__Action item__:
Decide whether each statement below agrees with the HR1422 summary, giving yes or no and quoting the deciding words of the summary: 1. Food and medicine would be exempt from the sanctions. 2. A foreign firm would have to be wholly owned by sanctioned actors to face ownership-based sanctions. 3. Private companies would be required to report evasion.

__Text block__:

HR1422 — Enhanced Iran Sanctions Act of 2025
Targets Iran's energy revenue through global sanctions. This bill would create a broad sanctions framework to punish foreign persons who process, export, or sell Iran-origin oil, condensates, gas, LNG, or petrochemical products. It pairs blocking of assets and visa bans with ownership-based triggers, waivers, humanitarian carve-outs, and new reporting to limit Iran's access to energy markets and finance for weapons and terrorism. - Foreign energy firms and financial institutions would face blocking of property and bans on transactions if they knowingly handle Iran-origin energy or are 50% or more owned by such actors. Associated aliens could become inadmissible and have visas revoked. - Maritime operators, insurers, flag registries, and LNG pipeline facilities would be exposed to sanctions risk when linked to Iran-origin shipments, though safety-of-crew rules and specific exemptions for imports remain. - Humanitarian organizations would keep explicit exemptions for agricultural commodities, food, medicine, medical devices, and humanitarian assistance to avoid disrupting aid. - U.S. agencies and private companies would see new duties: an interagency working group and multilateral contact group would coordinate enforcement, and private-sector reporting would be required to flag evasion and proceeds from intercepted Iran-origin energy sales.

__Listed records__:
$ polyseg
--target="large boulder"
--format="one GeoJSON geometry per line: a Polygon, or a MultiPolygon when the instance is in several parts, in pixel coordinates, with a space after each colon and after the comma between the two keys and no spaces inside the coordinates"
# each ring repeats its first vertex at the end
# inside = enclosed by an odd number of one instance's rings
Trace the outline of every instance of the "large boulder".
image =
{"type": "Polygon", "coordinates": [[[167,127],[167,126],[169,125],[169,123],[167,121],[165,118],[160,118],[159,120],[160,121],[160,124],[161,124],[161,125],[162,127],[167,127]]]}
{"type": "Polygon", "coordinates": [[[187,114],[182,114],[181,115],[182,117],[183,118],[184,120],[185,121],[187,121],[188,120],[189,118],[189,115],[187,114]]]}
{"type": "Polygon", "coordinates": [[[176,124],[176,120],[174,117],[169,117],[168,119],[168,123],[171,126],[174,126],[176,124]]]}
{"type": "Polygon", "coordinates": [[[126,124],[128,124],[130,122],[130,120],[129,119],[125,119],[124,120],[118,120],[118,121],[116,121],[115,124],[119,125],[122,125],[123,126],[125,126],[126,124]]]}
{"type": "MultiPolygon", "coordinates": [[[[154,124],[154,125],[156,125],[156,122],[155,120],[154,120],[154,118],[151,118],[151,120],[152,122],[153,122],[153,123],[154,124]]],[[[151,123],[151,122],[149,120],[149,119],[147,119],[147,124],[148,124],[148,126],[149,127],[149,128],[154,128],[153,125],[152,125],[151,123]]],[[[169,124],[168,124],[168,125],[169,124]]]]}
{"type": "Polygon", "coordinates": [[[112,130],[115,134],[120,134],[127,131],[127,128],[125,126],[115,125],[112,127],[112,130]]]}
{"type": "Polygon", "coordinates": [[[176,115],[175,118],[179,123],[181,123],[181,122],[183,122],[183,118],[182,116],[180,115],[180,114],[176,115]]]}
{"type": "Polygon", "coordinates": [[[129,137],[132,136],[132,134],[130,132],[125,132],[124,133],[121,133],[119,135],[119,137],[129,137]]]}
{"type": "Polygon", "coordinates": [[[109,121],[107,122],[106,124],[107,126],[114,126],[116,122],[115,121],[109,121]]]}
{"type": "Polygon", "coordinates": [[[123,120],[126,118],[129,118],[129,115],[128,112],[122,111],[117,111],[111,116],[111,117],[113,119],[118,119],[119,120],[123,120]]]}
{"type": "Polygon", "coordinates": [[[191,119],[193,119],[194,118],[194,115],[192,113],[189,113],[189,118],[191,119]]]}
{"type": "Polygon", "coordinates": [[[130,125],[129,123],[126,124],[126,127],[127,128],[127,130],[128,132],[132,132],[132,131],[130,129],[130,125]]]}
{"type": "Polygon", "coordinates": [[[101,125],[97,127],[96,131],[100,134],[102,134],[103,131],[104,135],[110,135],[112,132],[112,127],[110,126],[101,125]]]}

__Solution for this problem__:
1. Yes: "explicit exemptions for agricultural commodities, food, medicine, medical devices, and humanitarian assistance"
2. No: "are 50% or more owned by such actors"
3. Yes: "private-sector reporting would be required to flag evasion"